● **Goal of the exercise**: Render every line of the records below as a numbered list, skipping any blank lines and leaving out the pictures.

● **Material provided**:

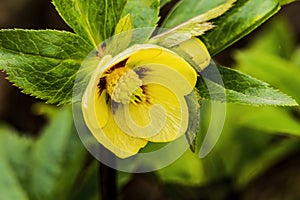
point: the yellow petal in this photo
(165, 76)
(163, 56)
(99, 119)
(111, 136)
(195, 51)
(164, 120)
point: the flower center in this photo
(124, 86)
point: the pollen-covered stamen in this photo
(124, 86)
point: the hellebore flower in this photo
(139, 96)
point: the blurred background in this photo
(257, 155)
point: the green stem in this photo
(108, 180)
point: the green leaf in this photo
(42, 168)
(271, 68)
(284, 2)
(144, 14)
(122, 38)
(240, 88)
(277, 38)
(93, 20)
(243, 18)
(57, 158)
(295, 58)
(42, 63)
(164, 2)
(193, 27)
(187, 9)
(272, 120)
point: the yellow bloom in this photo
(138, 96)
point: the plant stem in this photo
(108, 180)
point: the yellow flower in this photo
(139, 96)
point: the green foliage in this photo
(240, 88)
(44, 168)
(45, 63)
(42, 63)
(164, 2)
(93, 20)
(144, 13)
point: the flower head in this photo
(138, 96)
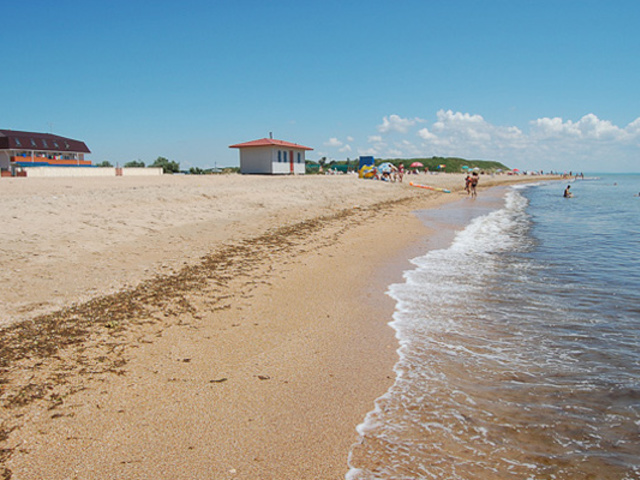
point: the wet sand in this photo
(199, 327)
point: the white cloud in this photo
(333, 142)
(588, 127)
(425, 134)
(549, 143)
(395, 123)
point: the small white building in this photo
(270, 156)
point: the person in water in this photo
(567, 192)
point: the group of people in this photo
(470, 184)
(389, 174)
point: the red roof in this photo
(42, 142)
(265, 142)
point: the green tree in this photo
(167, 165)
(134, 164)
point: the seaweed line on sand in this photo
(44, 359)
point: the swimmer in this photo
(567, 192)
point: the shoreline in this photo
(237, 366)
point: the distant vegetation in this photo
(451, 164)
(167, 165)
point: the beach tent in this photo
(368, 161)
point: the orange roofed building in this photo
(271, 157)
(31, 149)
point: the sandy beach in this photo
(199, 326)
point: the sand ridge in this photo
(262, 351)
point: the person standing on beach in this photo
(474, 183)
(467, 184)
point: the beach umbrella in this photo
(385, 167)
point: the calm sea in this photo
(520, 344)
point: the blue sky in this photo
(534, 84)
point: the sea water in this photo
(519, 345)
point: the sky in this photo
(537, 85)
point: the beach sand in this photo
(199, 326)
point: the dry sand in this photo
(198, 326)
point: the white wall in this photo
(255, 160)
(4, 160)
(265, 160)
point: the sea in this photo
(519, 340)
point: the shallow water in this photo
(520, 344)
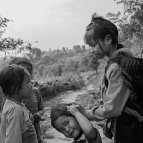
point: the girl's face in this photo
(27, 67)
(26, 88)
(68, 126)
(100, 47)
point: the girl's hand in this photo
(73, 109)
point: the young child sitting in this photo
(67, 119)
(16, 127)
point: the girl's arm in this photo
(84, 123)
(117, 94)
(14, 126)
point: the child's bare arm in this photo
(84, 123)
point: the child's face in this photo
(68, 126)
(99, 46)
(26, 88)
(27, 67)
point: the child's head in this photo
(65, 122)
(15, 80)
(102, 33)
(24, 62)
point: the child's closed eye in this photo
(66, 123)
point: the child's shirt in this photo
(35, 104)
(16, 127)
(85, 139)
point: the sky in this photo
(52, 24)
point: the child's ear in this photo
(108, 39)
(17, 91)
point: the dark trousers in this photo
(128, 130)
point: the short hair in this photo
(59, 110)
(101, 27)
(22, 60)
(11, 79)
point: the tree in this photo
(131, 22)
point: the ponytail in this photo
(119, 46)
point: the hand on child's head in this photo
(72, 108)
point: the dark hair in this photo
(11, 79)
(22, 60)
(100, 29)
(57, 111)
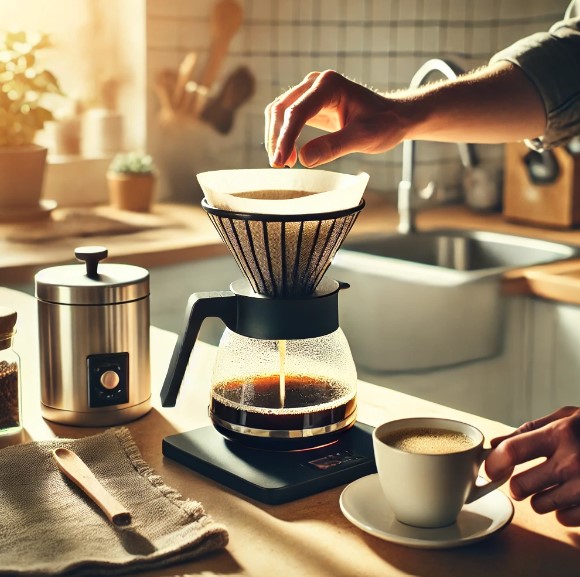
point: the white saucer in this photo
(363, 504)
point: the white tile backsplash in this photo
(380, 43)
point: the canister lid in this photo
(93, 283)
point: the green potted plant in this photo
(24, 85)
(131, 178)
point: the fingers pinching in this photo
(278, 139)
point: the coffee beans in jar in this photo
(10, 413)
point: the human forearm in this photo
(494, 104)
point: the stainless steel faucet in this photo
(405, 205)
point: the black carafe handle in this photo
(220, 304)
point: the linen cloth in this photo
(48, 526)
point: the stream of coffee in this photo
(282, 356)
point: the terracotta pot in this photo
(21, 176)
(131, 191)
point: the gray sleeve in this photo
(551, 60)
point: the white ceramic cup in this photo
(425, 489)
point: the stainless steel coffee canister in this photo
(93, 322)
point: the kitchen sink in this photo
(464, 250)
(430, 299)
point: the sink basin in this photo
(430, 299)
(464, 250)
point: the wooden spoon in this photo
(226, 19)
(76, 470)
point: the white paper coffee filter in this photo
(331, 190)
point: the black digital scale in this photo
(274, 477)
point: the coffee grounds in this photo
(9, 403)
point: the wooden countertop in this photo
(179, 233)
(309, 536)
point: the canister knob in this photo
(92, 255)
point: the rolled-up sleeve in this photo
(551, 60)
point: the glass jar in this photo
(10, 404)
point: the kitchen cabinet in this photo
(553, 362)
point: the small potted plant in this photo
(131, 177)
(24, 84)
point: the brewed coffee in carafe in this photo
(284, 377)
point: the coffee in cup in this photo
(428, 468)
(428, 440)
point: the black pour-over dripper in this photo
(284, 258)
(283, 255)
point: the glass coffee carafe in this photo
(284, 377)
(286, 393)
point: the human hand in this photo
(357, 119)
(554, 484)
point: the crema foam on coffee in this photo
(428, 440)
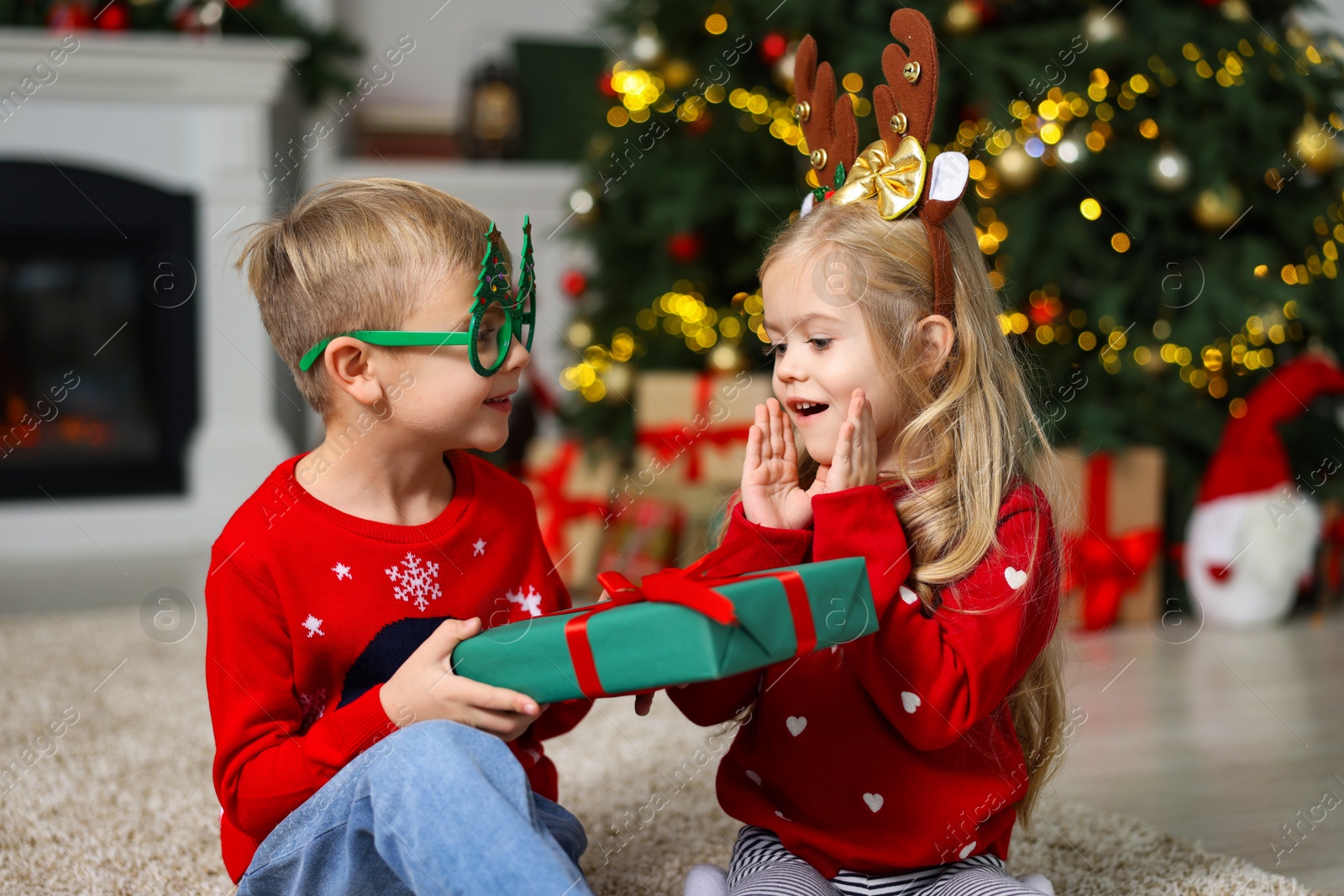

● **Finished exercise**:
1. point: the yellow petal in this photo
2. (165, 76)
3. (163, 56)
4. (99, 119)
5. (111, 136)
6. (195, 51)
7. (164, 120)
8. point: the flower center in this photo
9. (124, 86)
10. point: the pollen-covered stamen in this photo
11. (124, 86)
12. point: the hellebore flower in this photo
13. (139, 96)
14. point: the blurred background in this photo
15. (257, 155)
16. point: the green stem in this photo
17. (108, 180)
18. point: the green leaf in this photo
19. (42, 168)
20. (271, 68)
21. (284, 2)
22. (144, 14)
23. (122, 38)
24. (240, 88)
25. (277, 38)
26. (93, 20)
27. (243, 18)
28. (57, 158)
29. (295, 58)
30. (42, 63)
31. (164, 2)
32. (193, 27)
33. (187, 9)
34. (272, 120)
35. point: the yellow bloom in this photo
36. (138, 96)
37. point: the plant stem in this photo
38. (108, 180)
39. point: the yellow flower in this photo
40. (139, 96)
41. point: the green foliage in this photo
42. (240, 88)
43. (44, 168)
44. (45, 63)
45. (42, 63)
46. (164, 2)
47. (93, 20)
48. (144, 13)
49. point: the flower head in this photo
50. (138, 96)
51. point: the wet sand in this photo
52. (199, 327)
53. point: the white cloud in this photo
54. (333, 142)
55. (588, 127)
56. (425, 134)
57. (549, 143)
58. (395, 123)
59. point: the small white building in this photo
60. (270, 156)
61. point: the person in water in this photo
62. (567, 192)
63. point: the group of people in this photo
64. (470, 184)
65. (389, 174)
66. point: the red roof in this photo
67. (42, 142)
68. (265, 142)
69. point: the green tree in this photo
70. (167, 165)
71. (134, 164)
72. point: the seaweed line on sand in this photo
73. (44, 359)
74. point: the swimmer in this photo
75. (567, 192)
76. point: the shoreline in this photo
77. (237, 366)
78. point: the distant vegetation in this photo
79. (451, 164)
80. (167, 165)
81. point: the beach tent in this photo
82. (368, 161)
83. point: the orange roofed building in this photo
84. (271, 157)
85. (31, 149)
86. point: the sandy beach in this photo
87. (199, 326)
88. point: the sand ridge in this photo
89. (262, 351)
90. point: the person standing on beach in this photo
91. (474, 183)
92. (467, 184)
93. point: the beach umbrella in this photo
94. (385, 167)
95. point: the calm sea in this photo
96. (520, 344)
97. point: the blue sky in this photo
98. (534, 84)
99. point: the sea water in this photo
100. (519, 345)
101. point: the sky in this photo
102. (537, 85)
103. point: the beach sand in this photo
104. (199, 326)
105. point: the dry sand in this photo
106. (198, 326)
107. point: the white wall in this photo
108. (255, 160)
109. (4, 160)
110. (265, 160)
111. point: the sea in this photo
112. (519, 340)
113. point: the shallow water in this photo
114. (520, 344)
115. point: the girl's face in this photo
116. (27, 67)
117. (26, 88)
118. (68, 126)
119. (100, 47)
120. point: the girl's hand in this photo
121. (73, 109)
122. point: the young child sitting in this photo
123. (67, 119)
124. (16, 127)
125. point: the girl's arm in this photo
126. (84, 123)
127. (117, 94)
128. (14, 126)
129. point: the child's bare arm in this photo
130. (84, 123)
131. point: the child's face in this photo
132. (68, 126)
133. (99, 46)
134. (26, 88)
135. (27, 67)
136. point: the child's head in this photo
137. (65, 122)
138. (15, 80)
139. (102, 33)
140. (24, 62)
141. point: the child's closed eye in this photo
142. (66, 123)
143. point: the child's shirt in this photo
144. (35, 104)
145. (16, 127)
146. (85, 139)
147. point: the sky in this photo
148. (52, 24)
149. point: the child's ear in this photo
150. (108, 39)
151. (17, 91)
152. point: the dark trousers in this photo
153. (128, 130)
154. point: the short hair in this photo
155. (59, 110)
156. (101, 27)
157. (22, 60)
158. (11, 79)
159. point: the tree in this photo
160. (131, 22)
161. point: the ponytail in this photo
162. (119, 46)
163. point: the hand on child's head in this photo
164. (72, 108)
165. point: the dark hair in this photo
166. (11, 79)
167. (22, 60)
168. (100, 29)
169. (57, 111)
170. point: the white saucer in this photo
171. (363, 504)
172. point: the white tile backsplash in this photo
173. (380, 43)
174. point: the canister lid in this photo
175. (93, 283)
176. point: the green potted plant in this photo
177. (24, 85)
178. (131, 178)
179. point: the fingers pinching in this photo
180. (278, 139)
181. point: the coffee beans in jar in this photo
182. (10, 413)
183. point: the human forearm in this photo
184. (494, 104)
185. point: the stainless steel faucet in this photo
186. (405, 205)
187. point: the black carafe handle in this photo
188. (220, 304)
189. point: the linen cloth in this photo
190. (48, 526)
191. point: the stream of coffee in this photo
192. (282, 356)
193. point: the terracotta pot in this photo
194. (21, 176)
195. (131, 191)
196. point: the gray sleeve in this photo
197. (551, 60)
198. point: the white ceramic cup in this photo
199. (425, 489)
200. point: the stainless steel coffee canister in this photo
201. (93, 322)
202. point: the kitchen sink in this photo
203. (464, 250)
204. (430, 299)
205. point: the sink basin in this photo
206. (430, 299)
207. (464, 250)
208. point: the wooden spoon in this photo
209. (226, 19)
210. (76, 470)
211. point: the white paper coffee filter in this photo
212. (331, 190)
213. point: the black digital scale in this photo
214. (274, 477)
215. point: the coffee grounds in this photo
216. (9, 403)
217. point: the wooden countertop in this photo
218. (179, 233)
219. (309, 536)
220. point: the canister knob in this photo
221. (92, 255)
222. point: the rolled-up sleeve in this photo
223. (551, 60)
224. point: the glass jar in this photo
225. (10, 404)
226. point: the kitchen cabinet in this photo
227. (553, 362)
228. point: the small potted plant in this photo
229. (131, 177)
230. (24, 84)
231. point: the brewed coffee in carafe in this photo
232. (284, 377)
233. point: the coffee in cup in this photo
234. (428, 468)
235. (428, 440)
236. point: the black pour-over dripper in this photo
237. (284, 258)
238. (283, 255)
239. point: the glass coffee carafe in this photo
240. (284, 377)
241. (286, 393)
242. point: the human hand in this photo
243. (357, 119)
244. (554, 484)
245. point: the crema foam on coffee in this photo
246. (428, 440)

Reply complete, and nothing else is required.